§ **WHAT YOU NEED TO DO**: Please gather each line of the records below that contains the word "flower". Case counts.

§ **DATA FOR THE TASK**:

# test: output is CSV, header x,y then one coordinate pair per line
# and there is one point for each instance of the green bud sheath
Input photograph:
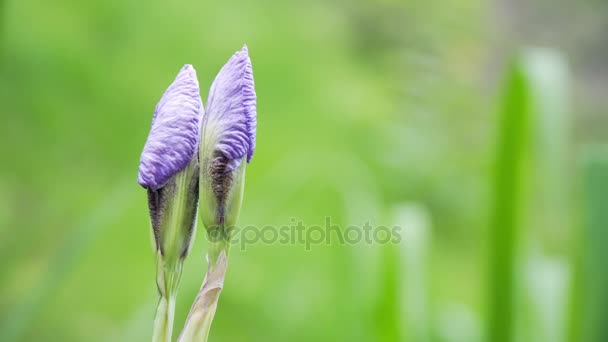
x,y
173,214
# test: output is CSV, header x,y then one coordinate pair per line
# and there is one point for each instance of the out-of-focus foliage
x,y
362,106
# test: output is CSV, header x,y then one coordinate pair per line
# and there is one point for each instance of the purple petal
x,y
174,136
231,108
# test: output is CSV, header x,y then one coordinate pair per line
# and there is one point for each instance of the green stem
x,y
163,323
201,315
167,281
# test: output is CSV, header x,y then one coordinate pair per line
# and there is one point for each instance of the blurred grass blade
x,y
413,285
595,251
548,215
512,144
547,284
76,245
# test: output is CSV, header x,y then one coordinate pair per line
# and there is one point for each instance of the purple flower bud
x,y
174,137
231,110
228,138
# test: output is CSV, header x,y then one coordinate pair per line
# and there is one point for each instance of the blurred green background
x,y
431,115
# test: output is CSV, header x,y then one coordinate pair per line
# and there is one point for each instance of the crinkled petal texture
x,y
231,109
174,136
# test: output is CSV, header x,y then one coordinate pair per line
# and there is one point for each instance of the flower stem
x,y
163,323
168,274
201,314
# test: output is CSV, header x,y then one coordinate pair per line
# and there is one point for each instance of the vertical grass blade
x,y
414,254
512,144
595,246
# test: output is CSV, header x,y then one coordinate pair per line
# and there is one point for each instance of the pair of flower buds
x,y
190,150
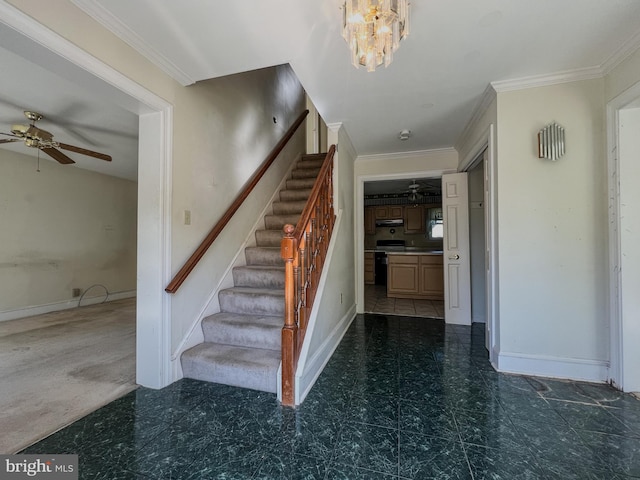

§ **REPLY TO THE TASK**:
# and there is one point for each instance of the purple flower bud
# and there is one point for each instance of the flower stem
# and there is one point for each instance of the pair of flower buds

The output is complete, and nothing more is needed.